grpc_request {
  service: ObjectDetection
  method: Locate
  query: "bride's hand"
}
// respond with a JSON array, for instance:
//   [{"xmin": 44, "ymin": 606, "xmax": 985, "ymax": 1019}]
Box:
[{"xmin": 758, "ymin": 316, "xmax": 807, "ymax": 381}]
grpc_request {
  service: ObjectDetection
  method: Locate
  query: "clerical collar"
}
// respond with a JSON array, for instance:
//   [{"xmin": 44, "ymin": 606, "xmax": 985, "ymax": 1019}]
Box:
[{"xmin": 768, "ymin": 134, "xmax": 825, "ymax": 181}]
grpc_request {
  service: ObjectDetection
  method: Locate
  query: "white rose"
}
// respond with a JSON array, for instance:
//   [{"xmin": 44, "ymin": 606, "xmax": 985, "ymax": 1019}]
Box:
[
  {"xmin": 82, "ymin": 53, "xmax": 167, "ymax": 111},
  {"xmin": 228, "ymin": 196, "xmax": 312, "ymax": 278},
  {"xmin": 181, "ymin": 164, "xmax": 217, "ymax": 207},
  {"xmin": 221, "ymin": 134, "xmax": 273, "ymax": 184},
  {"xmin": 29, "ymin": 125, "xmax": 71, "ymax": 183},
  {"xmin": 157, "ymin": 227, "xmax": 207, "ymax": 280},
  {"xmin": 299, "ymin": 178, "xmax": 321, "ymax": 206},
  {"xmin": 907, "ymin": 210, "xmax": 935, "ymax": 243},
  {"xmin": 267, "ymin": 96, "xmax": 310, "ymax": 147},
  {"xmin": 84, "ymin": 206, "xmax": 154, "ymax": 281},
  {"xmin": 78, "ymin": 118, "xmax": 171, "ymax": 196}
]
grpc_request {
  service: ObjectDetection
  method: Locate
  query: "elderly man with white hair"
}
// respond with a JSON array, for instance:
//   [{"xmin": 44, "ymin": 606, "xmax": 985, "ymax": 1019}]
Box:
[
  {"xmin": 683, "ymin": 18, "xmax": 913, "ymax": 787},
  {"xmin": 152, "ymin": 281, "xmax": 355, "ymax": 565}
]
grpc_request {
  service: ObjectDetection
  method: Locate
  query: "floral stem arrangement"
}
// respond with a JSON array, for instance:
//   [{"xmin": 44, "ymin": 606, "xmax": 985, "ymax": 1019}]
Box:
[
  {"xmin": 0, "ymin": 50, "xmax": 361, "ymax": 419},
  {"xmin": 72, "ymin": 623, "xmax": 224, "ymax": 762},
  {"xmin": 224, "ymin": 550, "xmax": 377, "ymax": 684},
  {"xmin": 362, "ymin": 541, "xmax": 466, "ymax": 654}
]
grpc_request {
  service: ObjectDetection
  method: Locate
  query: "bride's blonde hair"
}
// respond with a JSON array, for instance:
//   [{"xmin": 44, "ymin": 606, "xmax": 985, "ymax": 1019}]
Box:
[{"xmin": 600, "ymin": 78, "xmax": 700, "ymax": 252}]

------------------------------------------------

(Problem to solve)
Rewrite every line of the records above as a numbered list, skipping any blank lines.

(Response to the exercise)
1. grpc_request {
2.   service: ObjectDetection
3.   method: Locate
4.   query: "bride's hand"
5. }
6. // respond with a JSON array, for instance:
7. //   [{"xmin": 44, "ymin": 606, "xmax": 985, "ymax": 1019}]
8. Box:
9. [{"xmin": 758, "ymin": 316, "xmax": 807, "ymax": 381}]
10. grpc_request {
11.   service: ObjectDetection
12.   method: Locate
13.   query: "clerical collar"
14. }
15. // respond with a JSON array, for instance:
16. //   [{"xmin": 44, "ymin": 606, "xmax": 985, "ymax": 1019}]
17. Box:
18. [{"xmin": 768, "ymin": 134, "xmax": 825, "ymax": 181}]
19. grpc_request {
20.   service: ObjectDetection
21.   method: Locate
22.   query: "white rose"
23. }
24. // respond with a JSON array, for instance:
25. //   [{"xmin": 44, "ymin": 606, "xmax": 985, "ymax": 1019}]
26. Box:
27. [
28.   {"xmin": 82, "ymin": 53, "xmax": 167, "ymax": 111},
29.   {"xmin": 228, "ymin": 196, "xmax": 312, "ymax": 278},
30.   {"xmin": 181, "ymin": 164, "xmax": 217, "ymax": 207},
31.   {"xmin": 221, "ymin": 134, "xmax": 273, "ymax": 184},
32.   {"xmin": 29, "ymin": 125, "xmax": 71, "ymax": 183},
33.   {"xmin": 157, "ymin": 227, "xmax": 207, "ymax": 280},
34.   {"xmin": 299, "ymin": 178, "xmax": 321, "ymax": 206},
35.   {"xmin": 907, "ymin": 210, "xmax": 935, "ymax": 243},
36.   {"xmin": 267, "ymin": 96, "xmax": 310, "ymax": 147},
37.   {"xmin": 84, "ymin": 206, "xmax": 154, "ymax": 281},
38.   {"xmin": 78, "ymin": 118, "xmax": 171, "ymax": 196}
39. ]
40. grpc_request {
41.   service: ObjectDetection
42.   method: Locate
43.   query: "elderly man with white hair"
44. }
45. // respond with a JSON array, for instance:
46. //   [{"xmin": 44, "ymin": 606, "xmax": 985, "ymax": 1019}]
47. Box:
48. [
49.   {"xmin": 683, "ymin": 18, "xmax": 913, "ymax": 787},
50.   {"xmin": 152, "ymin": 281, "xmax": 355, "ymax": 565}
51. ]
52. grpc_request {
53.   service: ObjectDetection
54.   method: Locate
55.   query: "floral stem arrangement"
56. }
57. // respond with a JSON array, for instance:
58. //   [{"xmin": 44, "ymin": 606, "xmax": 985, "ymax": 1019}]
59. Box:
60. [
61.   {"xmin": 0, "ymin": 50, "xmax": 361, "ymax": 419},
62.   {"xmin": 72, "ymin": 623, "xmax": 224, "ymax": 762},
63.   {"xmin": 224, "ymin": 550, "xmax": 377, "ymax": 684},
64.   {"xmin": 362, "ymin": 541, "xmax": 466, "ymax": 654}
65. ]
66. grpc_request {
67.   service: ObjectDetection
68.   method: Locate
69.   query: "bride's blonde hair"
70. }
71. // respond with a JSON array, for instance:
72. //   [{"xmin": 44, "ymin": 606, "xmax": 985, "ymax": 1019}]
73. Box:
74. [{"xmin": 600, "ymin": 78, "xmax": 700, "ymax": 252}]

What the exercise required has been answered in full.